+++ Passage provided
Hospital Libraries Have a Positive Impact on Clinical Decision Making and Patient Care

Martha I. Preddie


A review of:
Marshall, Joanne Gard. “The Impact of the Hospital Library on Clinical Decision Making: the Rochester Study.” Bulletin of the Medical Library Association 80.2 (1992): 169-78.

Objective – To determine the impact of hospital library services on clinical decision making.

Design – A descriptive survey.

Setting – Fifteen hospitals in the Rochester area of New York, United States of America. Seven hospitals were in the city of Rochester, and eight were in surrounding rural communities.

Subjects – Active physicians and residents affiliated with the Rochester hospitals.
++++++
+++ Entries provided
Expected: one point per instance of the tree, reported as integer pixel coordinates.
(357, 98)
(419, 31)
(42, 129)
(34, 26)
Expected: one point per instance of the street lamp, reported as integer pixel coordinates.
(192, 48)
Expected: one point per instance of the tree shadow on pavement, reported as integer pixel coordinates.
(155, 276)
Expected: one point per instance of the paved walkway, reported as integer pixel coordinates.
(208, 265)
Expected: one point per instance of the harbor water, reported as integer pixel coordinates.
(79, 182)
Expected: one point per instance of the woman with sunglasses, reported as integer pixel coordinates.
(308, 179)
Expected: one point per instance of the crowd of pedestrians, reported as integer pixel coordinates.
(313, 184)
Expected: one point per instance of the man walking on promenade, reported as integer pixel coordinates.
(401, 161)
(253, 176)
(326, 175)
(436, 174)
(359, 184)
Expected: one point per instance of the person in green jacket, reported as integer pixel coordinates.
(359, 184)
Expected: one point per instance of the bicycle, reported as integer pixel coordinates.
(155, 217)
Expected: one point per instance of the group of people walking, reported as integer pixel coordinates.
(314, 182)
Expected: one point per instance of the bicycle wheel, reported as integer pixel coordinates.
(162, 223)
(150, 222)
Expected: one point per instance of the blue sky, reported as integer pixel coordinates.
++++++
According to the review of the Rochester Study, how many of the hospitals in its setting were in the city of Rochester?

*Solution for this problem:*
Seven of the fifteen hospitals were in the city of Rochester.